The entries below are to be copied exactly, with every picture left out.

*** Material to process ***

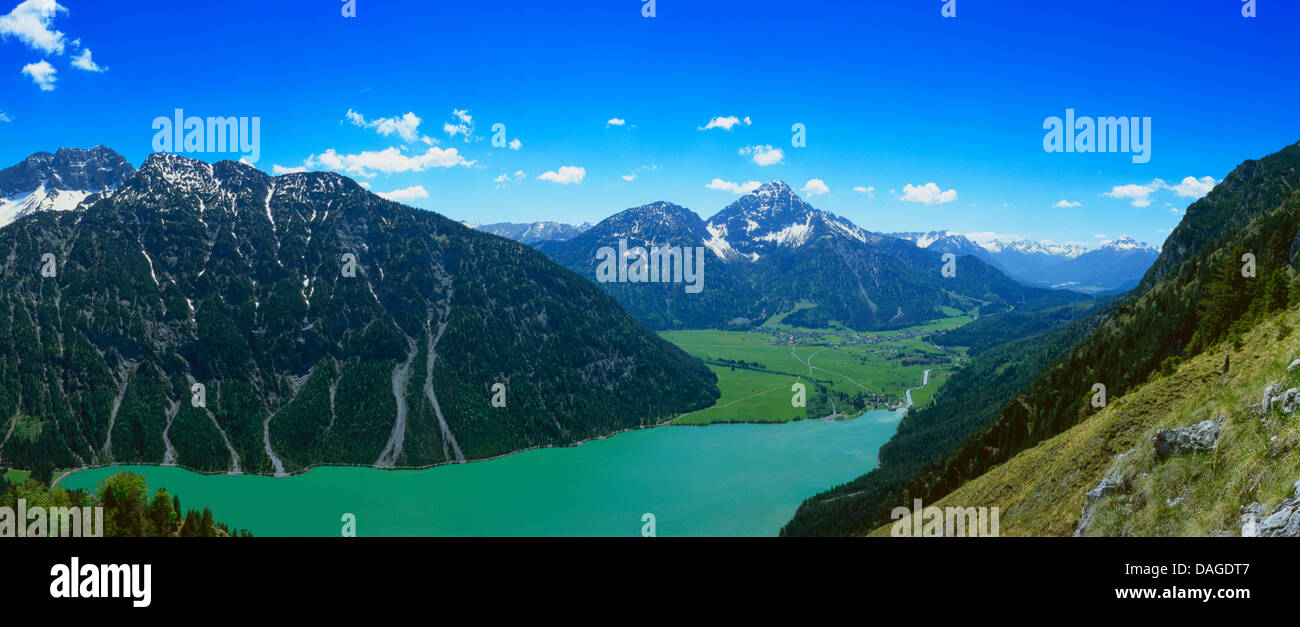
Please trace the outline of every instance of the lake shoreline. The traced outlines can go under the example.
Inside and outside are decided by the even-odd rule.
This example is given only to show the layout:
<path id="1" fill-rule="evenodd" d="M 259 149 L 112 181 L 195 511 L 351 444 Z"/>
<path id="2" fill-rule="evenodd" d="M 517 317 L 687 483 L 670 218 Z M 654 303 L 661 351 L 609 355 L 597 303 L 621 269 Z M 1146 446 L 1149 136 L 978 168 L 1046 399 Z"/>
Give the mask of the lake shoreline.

*** End of Material to process ***

_Task answer_
Please trace the outline of every instance of the lake shoreline. The traced outlines can go under the example.
Inside and outside are decided by the even-odd rule.
This example is given only to show the layout:
<path id="1" fill-rule="evenodd" d="M 259 149 L 112 181 L 195 511 L 351 444 Z"/>
<path id="2" fill-rule="evenodd" d="M 517 317 L 687 483 L 670 218 Z M 654 303 L 661 351 L 609 355 L 597 303 L 621 269 Z M 1146 446 L 1149 136 L 978 168 L 1046 399 Z"/>
Give the mask of the lake shoreline.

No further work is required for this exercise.